Soy sauce is ubiquitous with Asian food, found in almost every culture and dish. Many European and American dishes include it for the umami or rich meaty taste.
But, is it as healthy as it seems?
You might be surprised to learn that the soy sauce you have might not actually be real soy sauce. Like many foods, companies found a way to make it cheaper, faster… and unhealthy.
What Is Soy Sauce? And The #1 Reason What You Have In Your Fridge Isn't Real Soy Sauce
Authentic soy sauce is a fermented soy product. It originated in China over 3,000 years ago and spread throughout Asia. It's a basic fermentation of soy, wheat, salt, and specific molds and yeasts. Usually, it can take a few months to several years to properly develop a good soy sauce.
During the fermentation process, the molds and yeasts gradually break down the proteins, creating lactic acid, alcohol, and simple sugars. The specific mix of soy, wheat and molds and yeast produce different flavors.
Authentic soy sauce only uses natural fermentation. They're often labeled naturally brewed and the ingredient list will only have water, wheat, soy, and salt (although it might list the mold and yeasts used).
Where things go bad…
Most soy sauce in the grocery store is not fermented soy sauce. It's created by a chemical method known as acid hydrolysis, taking the process from months or years to simply days. A mix of hydrochloric acid and oxygen breaks down the proteins, and then color, flavor, and salt get added.

> _Problem 1_:
According to the soy sauce text, how long ago did authentic soy sauce originate in China?
> _Problem 2_:
Reproduce the soy sauce text word for word from "During the fermentation" to "salt get added.".
> _Problem 3_:
Extend the soy sauce article from its last sentence, keeping to its topic and voice.
The material after this point can be ignored.

> _Stored data_:
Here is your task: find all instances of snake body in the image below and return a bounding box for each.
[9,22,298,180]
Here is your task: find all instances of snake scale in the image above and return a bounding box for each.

> _Task output 1_:
Over 3,000 years ago.

> _Task output 2_:
During the fermentation process, the molds and yeasts gradually break down the proteins, creating lactic acid, alcohol, and simple sugars. The specific mix of soy, wheat and molds and yeast produce different flavors.
Authentic soy sauce only uses natural fermentation. They're often labeled naturally brewed and the ingredient list will only have water, wheat, soy, and salt (although it might list the mold and yeasts used).
Where things go bad…
Most soy sauce in the grocery store is not fermented soy sauce. It's created by a chemical method known as acid hydrolysis, taking the process from months or years to simply days. A mix of hydrochloric acid and oxygen breaks down the proteins, and then color, flavor, and salt get added.

> _Task output 3_:
You'll find this labeled with hydrolyzed soy protein or hydrolyzed vegetable protein.
The Problem With Soy Sauce
Soy sauce is very high in salt, with a single serving of one tablespoon providing nearly half your daily amount of salt.
But, naturally produce soy sauce doesn't have many other negatives. In fact, there are health benefits to naturally fermented soy sauce.
On the other hand, chemically created soy sauce isn't healthy. Monosodium glutamate (MSG) is often added to soy sauce to give it the umami flavor. Even though MSG is a natural by-product of fermented soy sauce, it's at much lower levels, with buffers and enzymes to negate its effect.
Many of the colorings and flavor additives added to chemically created soy sauce are carcinogenic - particularly caramel color, which gives it the dark brown/black shade. Drinking a can of dark soda and consuming one tablespoon of soy sauce contributes enough caramel coloring to exceed the upper limit for daily intake.
The chemical processing produces various amines, such as tyramine and histamine. As a result, many people feel headaches, sweating, or itching after eating foods made with chemically produced soy sauce, which is the most common ones found at chain restaurants. That's due to the histamine content, causing people to react as if they're having an allergic attack.
Plus, people who take MAOIs should avoid chemically produced soy sauce because the MAOIs react negatively to tyrosine.
When You Get Real Soy Sauce, It Can Be a Benefit To Your Gut
Natural soy sauce has health benefits.
In complete contrast to the chemical soy sauce, one study showed that people who took real soy sauce saw a reduction in their allergies. Many foods that naturally produce histamines also create antihistamines, which can help reduce overall reactions.
Naturally fermented soy sauce may not contain any probiotics anymore but have prebiotic nutrients that aid digestion. Many of the enzymes are still present. This can help your gut bacteria.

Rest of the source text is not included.